» **Record extracts**

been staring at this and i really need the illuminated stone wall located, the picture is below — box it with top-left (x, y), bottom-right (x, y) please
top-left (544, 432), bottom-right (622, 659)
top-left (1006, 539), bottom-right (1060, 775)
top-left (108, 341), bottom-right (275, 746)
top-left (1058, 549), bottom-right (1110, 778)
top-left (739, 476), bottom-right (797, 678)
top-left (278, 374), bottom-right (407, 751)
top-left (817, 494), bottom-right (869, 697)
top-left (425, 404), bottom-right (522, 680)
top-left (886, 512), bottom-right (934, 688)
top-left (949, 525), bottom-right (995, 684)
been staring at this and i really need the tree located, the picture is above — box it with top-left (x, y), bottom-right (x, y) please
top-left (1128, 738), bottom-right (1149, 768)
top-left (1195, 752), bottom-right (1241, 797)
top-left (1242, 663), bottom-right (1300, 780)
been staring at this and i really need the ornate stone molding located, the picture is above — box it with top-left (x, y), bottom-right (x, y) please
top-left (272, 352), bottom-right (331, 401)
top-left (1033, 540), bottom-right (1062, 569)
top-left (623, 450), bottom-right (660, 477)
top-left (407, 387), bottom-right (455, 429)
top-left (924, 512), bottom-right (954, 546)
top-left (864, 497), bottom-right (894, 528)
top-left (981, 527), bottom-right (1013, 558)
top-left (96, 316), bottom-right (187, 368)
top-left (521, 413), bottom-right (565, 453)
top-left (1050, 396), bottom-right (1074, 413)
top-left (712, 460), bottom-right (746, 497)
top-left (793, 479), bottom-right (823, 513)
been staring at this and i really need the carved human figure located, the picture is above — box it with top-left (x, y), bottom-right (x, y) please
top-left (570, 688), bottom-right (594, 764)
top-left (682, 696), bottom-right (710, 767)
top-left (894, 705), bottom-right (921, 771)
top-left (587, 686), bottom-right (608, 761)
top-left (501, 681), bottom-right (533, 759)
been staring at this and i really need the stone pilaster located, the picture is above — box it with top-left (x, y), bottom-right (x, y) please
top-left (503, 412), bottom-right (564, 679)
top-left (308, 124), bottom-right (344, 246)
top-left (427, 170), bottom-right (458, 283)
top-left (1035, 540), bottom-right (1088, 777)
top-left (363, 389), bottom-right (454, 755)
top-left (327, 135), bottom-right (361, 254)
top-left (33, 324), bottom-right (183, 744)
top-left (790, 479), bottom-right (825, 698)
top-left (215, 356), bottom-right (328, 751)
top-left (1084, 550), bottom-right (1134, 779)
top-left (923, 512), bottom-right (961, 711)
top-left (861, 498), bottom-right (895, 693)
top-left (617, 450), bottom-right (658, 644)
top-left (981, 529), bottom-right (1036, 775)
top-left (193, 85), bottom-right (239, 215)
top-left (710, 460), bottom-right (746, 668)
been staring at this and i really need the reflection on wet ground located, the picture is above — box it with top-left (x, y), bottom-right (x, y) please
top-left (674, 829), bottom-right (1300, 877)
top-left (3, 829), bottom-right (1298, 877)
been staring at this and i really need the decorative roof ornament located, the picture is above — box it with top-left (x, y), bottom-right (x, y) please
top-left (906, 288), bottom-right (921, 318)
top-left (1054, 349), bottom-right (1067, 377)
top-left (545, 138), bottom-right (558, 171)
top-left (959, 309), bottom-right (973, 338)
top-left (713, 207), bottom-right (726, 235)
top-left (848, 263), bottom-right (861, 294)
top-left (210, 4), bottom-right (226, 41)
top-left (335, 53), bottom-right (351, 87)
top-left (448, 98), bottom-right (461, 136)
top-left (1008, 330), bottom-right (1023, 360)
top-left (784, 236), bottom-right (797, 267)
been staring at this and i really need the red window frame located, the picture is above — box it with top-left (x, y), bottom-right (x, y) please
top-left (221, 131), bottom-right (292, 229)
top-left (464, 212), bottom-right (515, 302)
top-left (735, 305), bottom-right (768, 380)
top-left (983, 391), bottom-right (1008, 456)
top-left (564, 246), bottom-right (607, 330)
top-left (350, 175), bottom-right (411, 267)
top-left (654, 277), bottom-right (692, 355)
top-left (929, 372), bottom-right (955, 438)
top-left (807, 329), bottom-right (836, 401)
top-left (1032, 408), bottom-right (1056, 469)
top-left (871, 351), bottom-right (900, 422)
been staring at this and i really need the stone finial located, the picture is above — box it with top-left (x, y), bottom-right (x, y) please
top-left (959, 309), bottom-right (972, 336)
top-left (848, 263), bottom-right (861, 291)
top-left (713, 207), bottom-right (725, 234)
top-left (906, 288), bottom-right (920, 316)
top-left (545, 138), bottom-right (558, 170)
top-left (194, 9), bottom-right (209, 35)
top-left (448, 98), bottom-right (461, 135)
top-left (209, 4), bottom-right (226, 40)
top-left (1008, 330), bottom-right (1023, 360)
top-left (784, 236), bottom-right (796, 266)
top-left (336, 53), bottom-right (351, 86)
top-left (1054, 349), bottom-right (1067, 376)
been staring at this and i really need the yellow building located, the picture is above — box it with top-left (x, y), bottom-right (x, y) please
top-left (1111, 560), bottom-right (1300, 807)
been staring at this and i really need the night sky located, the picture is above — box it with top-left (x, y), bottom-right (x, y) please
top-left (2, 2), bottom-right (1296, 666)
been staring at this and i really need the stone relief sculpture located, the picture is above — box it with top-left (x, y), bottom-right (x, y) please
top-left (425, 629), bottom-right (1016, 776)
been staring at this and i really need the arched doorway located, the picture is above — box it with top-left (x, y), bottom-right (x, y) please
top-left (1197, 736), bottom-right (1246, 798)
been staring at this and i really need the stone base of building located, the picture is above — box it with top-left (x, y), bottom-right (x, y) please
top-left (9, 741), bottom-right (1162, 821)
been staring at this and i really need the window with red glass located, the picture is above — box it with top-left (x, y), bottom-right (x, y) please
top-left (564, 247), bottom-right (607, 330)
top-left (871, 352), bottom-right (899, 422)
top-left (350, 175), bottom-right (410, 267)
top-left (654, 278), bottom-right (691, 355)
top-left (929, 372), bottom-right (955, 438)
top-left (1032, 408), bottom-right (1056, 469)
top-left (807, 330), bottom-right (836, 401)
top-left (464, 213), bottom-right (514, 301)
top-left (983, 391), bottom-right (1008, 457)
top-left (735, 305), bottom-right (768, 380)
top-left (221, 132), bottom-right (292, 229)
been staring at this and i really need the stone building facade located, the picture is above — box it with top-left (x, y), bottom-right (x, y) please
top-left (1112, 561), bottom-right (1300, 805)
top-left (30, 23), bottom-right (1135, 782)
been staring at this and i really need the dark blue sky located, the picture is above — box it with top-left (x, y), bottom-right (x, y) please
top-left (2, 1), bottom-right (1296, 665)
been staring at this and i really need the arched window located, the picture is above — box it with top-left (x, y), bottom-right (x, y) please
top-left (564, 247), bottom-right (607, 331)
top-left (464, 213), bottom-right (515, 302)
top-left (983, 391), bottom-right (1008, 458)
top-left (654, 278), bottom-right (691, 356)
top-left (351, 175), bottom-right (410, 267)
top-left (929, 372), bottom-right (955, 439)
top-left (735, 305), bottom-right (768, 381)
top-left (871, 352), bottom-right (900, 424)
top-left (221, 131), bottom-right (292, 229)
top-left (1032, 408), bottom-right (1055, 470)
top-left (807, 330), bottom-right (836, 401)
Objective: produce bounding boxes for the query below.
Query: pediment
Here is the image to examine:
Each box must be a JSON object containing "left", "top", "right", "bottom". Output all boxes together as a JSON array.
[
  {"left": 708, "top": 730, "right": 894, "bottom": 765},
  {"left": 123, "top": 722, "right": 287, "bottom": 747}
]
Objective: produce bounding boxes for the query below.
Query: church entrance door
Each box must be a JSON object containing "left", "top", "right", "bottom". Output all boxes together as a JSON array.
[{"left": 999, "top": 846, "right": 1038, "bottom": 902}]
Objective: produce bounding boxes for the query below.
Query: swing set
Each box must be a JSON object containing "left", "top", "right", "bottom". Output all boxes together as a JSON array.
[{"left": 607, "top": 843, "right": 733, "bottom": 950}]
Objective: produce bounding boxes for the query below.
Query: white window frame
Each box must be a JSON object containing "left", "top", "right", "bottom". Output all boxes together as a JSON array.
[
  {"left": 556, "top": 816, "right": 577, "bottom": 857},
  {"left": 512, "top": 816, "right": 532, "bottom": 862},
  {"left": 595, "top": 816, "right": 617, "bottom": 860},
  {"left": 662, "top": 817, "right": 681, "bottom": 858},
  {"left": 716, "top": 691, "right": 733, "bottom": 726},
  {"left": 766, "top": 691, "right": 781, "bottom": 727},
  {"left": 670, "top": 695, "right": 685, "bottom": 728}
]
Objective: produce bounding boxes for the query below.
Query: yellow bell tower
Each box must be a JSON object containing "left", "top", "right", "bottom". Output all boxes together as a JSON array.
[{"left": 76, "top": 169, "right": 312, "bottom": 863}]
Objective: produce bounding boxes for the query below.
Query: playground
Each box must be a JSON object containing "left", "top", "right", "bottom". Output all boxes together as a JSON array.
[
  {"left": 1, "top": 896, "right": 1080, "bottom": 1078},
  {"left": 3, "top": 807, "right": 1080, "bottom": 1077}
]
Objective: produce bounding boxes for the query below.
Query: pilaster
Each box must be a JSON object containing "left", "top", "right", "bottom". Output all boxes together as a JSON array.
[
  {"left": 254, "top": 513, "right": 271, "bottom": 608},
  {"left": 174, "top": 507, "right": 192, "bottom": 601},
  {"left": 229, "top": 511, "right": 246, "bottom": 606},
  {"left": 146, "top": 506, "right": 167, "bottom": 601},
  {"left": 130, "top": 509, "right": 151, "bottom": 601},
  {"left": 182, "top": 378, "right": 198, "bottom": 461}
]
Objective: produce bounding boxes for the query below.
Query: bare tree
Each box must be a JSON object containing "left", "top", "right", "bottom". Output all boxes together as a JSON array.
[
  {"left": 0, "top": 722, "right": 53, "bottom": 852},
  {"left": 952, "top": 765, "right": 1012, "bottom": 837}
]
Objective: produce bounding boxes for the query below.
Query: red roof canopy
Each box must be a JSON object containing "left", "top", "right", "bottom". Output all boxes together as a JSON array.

» **What you have to do**
Output the lines above exactly, but only those between the line holding "Query: church entrance door" and the line holding "Query: yellow bell tower", inclusive.

» **Response to this task**
Query: church entrance door
Each box must be a JSON object containing "left", "top", "right", "bottom". Output all boxes together as a JSON array.
[{"left": 999, "top": 846, "right": 1038, "bottom": 902}]
Objective: produce bounding boxes for the query below.
Query: swing set
Each box must be a JSON object containing "left", "top", "right", "bottom". Output all boxes together as a JSON array.
[{"left": 607, "top": 843, "right": 733, "bottom": 950}]
Objective: produce bounding boxes for the query below.
Query: white window frame
Each box must be a JSON object containing "left", "top", "right", "bottom". Output all boxes together as a JSON array.
[
  {"left": 556, "top": 816, "right": 577, "bottom": 857},
  {"left": 512, "top": 816, "right": 532, "bottom": 862},
  {"left": 595, "top": 816, "right": 617, "bottom": 860},
  {"left": 662, "top": 817, "right": 681, "bottom": 858},
  {"left": 716, "top": 691, "right": 733, "bottom": 726},
  {"left": 766, "top": 691, "right": 781, "bottom": 727},
  {"left": 670, "top": 695, "right": 685, "bottom": 728}
]
Objective: produce bounding boxes for the query below.
Query: yellow bell tower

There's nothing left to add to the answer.